**Complete the following:**
1) According to the Microsat Allele Detector description, where and in what year was the program designed?
2) Reproduce everything in the Microsat Allele Detector description from "Primary LanguagePerlMIT LicenseMIT" down to "Weights and information.".
3) Translate this sentence from the Microsat Allele Detector description into Spanish: "Traces are smoothed and cleaned using various Gaussian and averaging smoothers, and thresholded to remove values associated with noise."

Quoted passage START

/mad

Microsat Allele Detector - An automated program designed to detect allele peaks in genescan files for population genetics studies that I wrote as an undergrad.

Primary LanguagePerlMIT LicenseMIT

Microsat Allele Detector (2007)

An automated program designed to detect allele peaks in genescan files for population genetics studies.

Problem: I need to find the molecular weights of sample peaks in hundreds of genescan files in a way that is both accurate and consistent.

Problem

Solution: A program that creates a simple excel sheet that contains all peak Molecular Weights and information.

About the Microsat Allele Detector

This program was designed while I worked for a population genetics lab at Penn State in 2007. My supervisor needed a program that could read genescan traces generated by a micro-satellite allele analysis to determine the prominant allele frequencies in a way that was quick, accurate, and consistent. To accomplish this task, I spent the next few months honing my Perl programming ability, learning how to interface with DNA sequence machine data files, and finding ways to teach a program to objectively call results that are sometimes difficult to determine by hand. It was quite a challenge, but what resulted was a program that outperformed even my initial expectations and saved my supervisor countless hours of tedious labor.

How It Works (a brief overview)

The program starts by asking a series of questions about the location of the data files, trace dye names, and the expected allele size. It then loads a user-customizable configuration file and starts the analysis. Traces are smoothed and cleaned using various Gaussian and averaging smoothers, and thresholded to remove values associated with noise. The next step is the hardest. It involves determining the base pair values of peaks in the standard trace which can vary quite significantly (0bp peak can be missing, peak height and spacing may changet, sample peaks may 'bleed' into the standard, etc.). After standard base pair values have been established, the program looks for significant peaks within the expected range and determines the most likely alleles. All allele data is written to an excel spreadsheet, and detailed information and errors are written to a log. The program can also generated individual trace images and will generate a frequency graph of all alleles. A separate Perl script then imports the output excel spreadsheet into the main database, allowing the user to make changes before data is written. Specific information on output can be found in the protocol file below.

Quoted passage END
Provided records START

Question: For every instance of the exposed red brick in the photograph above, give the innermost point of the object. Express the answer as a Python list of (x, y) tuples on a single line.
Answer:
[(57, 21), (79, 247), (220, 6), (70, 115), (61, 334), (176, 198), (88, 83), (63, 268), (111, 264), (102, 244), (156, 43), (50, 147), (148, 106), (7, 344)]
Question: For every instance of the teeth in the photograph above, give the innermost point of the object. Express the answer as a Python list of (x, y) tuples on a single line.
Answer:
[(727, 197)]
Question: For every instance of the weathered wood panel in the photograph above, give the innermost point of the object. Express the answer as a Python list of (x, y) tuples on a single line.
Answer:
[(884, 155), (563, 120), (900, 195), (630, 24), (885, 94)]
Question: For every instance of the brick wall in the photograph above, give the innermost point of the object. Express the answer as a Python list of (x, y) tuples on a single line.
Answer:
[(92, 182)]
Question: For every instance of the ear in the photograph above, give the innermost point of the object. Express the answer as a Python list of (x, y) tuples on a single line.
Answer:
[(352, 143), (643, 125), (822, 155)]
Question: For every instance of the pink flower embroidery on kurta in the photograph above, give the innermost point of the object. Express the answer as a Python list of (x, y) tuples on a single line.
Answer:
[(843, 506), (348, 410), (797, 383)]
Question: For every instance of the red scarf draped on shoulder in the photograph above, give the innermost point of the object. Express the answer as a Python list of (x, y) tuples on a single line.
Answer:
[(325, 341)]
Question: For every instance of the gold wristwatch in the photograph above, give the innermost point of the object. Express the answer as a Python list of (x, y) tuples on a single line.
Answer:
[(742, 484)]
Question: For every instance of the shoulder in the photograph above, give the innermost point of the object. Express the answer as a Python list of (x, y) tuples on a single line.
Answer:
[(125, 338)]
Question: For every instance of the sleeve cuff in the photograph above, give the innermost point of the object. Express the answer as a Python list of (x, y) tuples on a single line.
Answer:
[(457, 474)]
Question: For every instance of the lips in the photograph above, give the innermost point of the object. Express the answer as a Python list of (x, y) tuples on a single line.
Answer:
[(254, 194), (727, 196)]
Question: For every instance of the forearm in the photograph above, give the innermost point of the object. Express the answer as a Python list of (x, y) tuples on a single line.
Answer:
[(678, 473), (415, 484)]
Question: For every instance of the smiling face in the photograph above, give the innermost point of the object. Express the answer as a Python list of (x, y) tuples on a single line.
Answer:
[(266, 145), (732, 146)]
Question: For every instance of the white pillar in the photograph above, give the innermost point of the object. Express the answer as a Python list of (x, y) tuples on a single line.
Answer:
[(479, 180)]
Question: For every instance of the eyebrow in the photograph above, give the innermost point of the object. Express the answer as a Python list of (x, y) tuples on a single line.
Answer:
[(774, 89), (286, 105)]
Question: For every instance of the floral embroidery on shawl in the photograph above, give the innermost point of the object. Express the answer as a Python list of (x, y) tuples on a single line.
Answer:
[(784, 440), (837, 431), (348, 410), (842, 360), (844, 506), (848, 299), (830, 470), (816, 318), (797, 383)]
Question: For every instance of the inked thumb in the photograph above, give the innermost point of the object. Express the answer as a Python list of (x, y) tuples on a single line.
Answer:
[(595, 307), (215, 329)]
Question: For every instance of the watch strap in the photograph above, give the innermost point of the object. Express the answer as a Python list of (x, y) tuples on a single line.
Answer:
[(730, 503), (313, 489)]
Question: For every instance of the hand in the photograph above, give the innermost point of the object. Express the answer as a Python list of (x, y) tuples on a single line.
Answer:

Provided records END

**Responses by task:**
1) At a population genetics lab at Penn State in 2007.

2)
Primary LanguagePerlMIT LicenseMIT

Microsat Allele Detector (2007)

An automated program designed to detect allele peaks in genescan files for population genetics studies.

Problem: I need to find the molecular weights of sample peaks in hundreds of genescan files in a way that is both accurate and consistent.

Problem

Solution: A program that creates a simple excel sheet that contains all peak Molecular Weights and information.

3) Las trazas se suavizan y se limpian mediante diversos suavizadores gaussianos y de promediado, y se les aplica un umbral para eliminar los valores asociados al ruido.